**DIRECTIVE:**
Continue the passage about filming Adam in bed, picking up right after its last line.

**DOCUMENT TEXT:**
I take out my iPhone to start filming us in bed. Turned on my side, with my elbow bent to prop my head up with one of my hands, the other hand holding my phone. Through the screen I can see a close up shot of Adam’s nose and mouth. I pull back to see his entire face. I look beyond my phone to see his full body laying out in front of me. Adam starts to perform:
“What? [laughter] She’s not going to see this.”
“Isn’t this a Snapchat?”
“It’s not a Snapchat”
“You’ve been making Snapchats all morning and then you go and switch it up on me!”
“You can’t be so presumptuous”
“I’m hiding under here… For forever or until your battery runs out.”
“I brought my charger today”
“Ok, until your phone runs out of space.”
“My phone has unlimited space for embarrassing videos of you.”
“Oh my god… you’re adding this thing to our life. It’s like this wild animal. A barracuda.”
“I don’t understand. The camera’s a barracuda?”
“There’s an interesting passage about cameras in this [Immortality by Milan Kundera]. There’s like this whole chapter about being watched and how when you’re filmed your self is taken away from you and put in the control of someone else.”

**GIVEN INFORMATION:**
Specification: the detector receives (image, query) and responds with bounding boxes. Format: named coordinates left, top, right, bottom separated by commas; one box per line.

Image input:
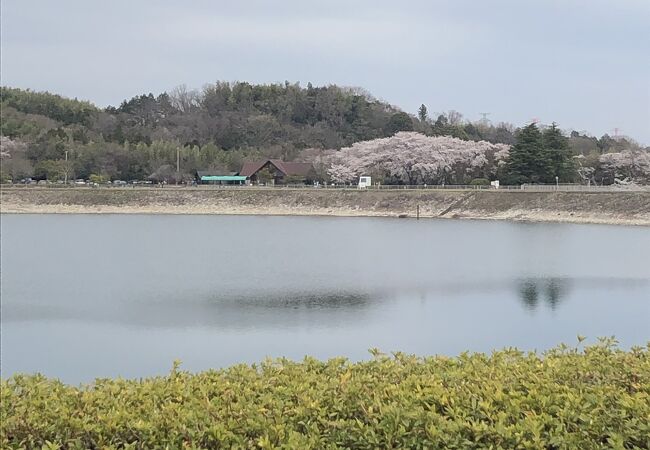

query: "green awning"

**RESPONSE:**
“You’re stealing my soul.”
“I mean, your self exists in the camera now. It’s fragmented.”
“I don’t know… I think people change when the camera comes on. You’re not the same.”
“I think so too but I think that’s part of yourself. I don’t think that change draws from something outside of yourself.”
“Yeah, but it [the camera] obfuscates it.”
“I feel like whenever I feel obligated to turn on a personality its always based on something I wish I was naturally, or how I think I need to be in the situation, and I don’t think that… I think that the fact that I’m able to draw on that personality and bring it out on command says that its always been a part of me. I’m relying on scripts and commands that I can recall for specific instances.”
“But that’s only if you’re a good actor. I feel like I just shut down. I’m not as good.”
‘The part of me that’s not as self-conscious is gone.”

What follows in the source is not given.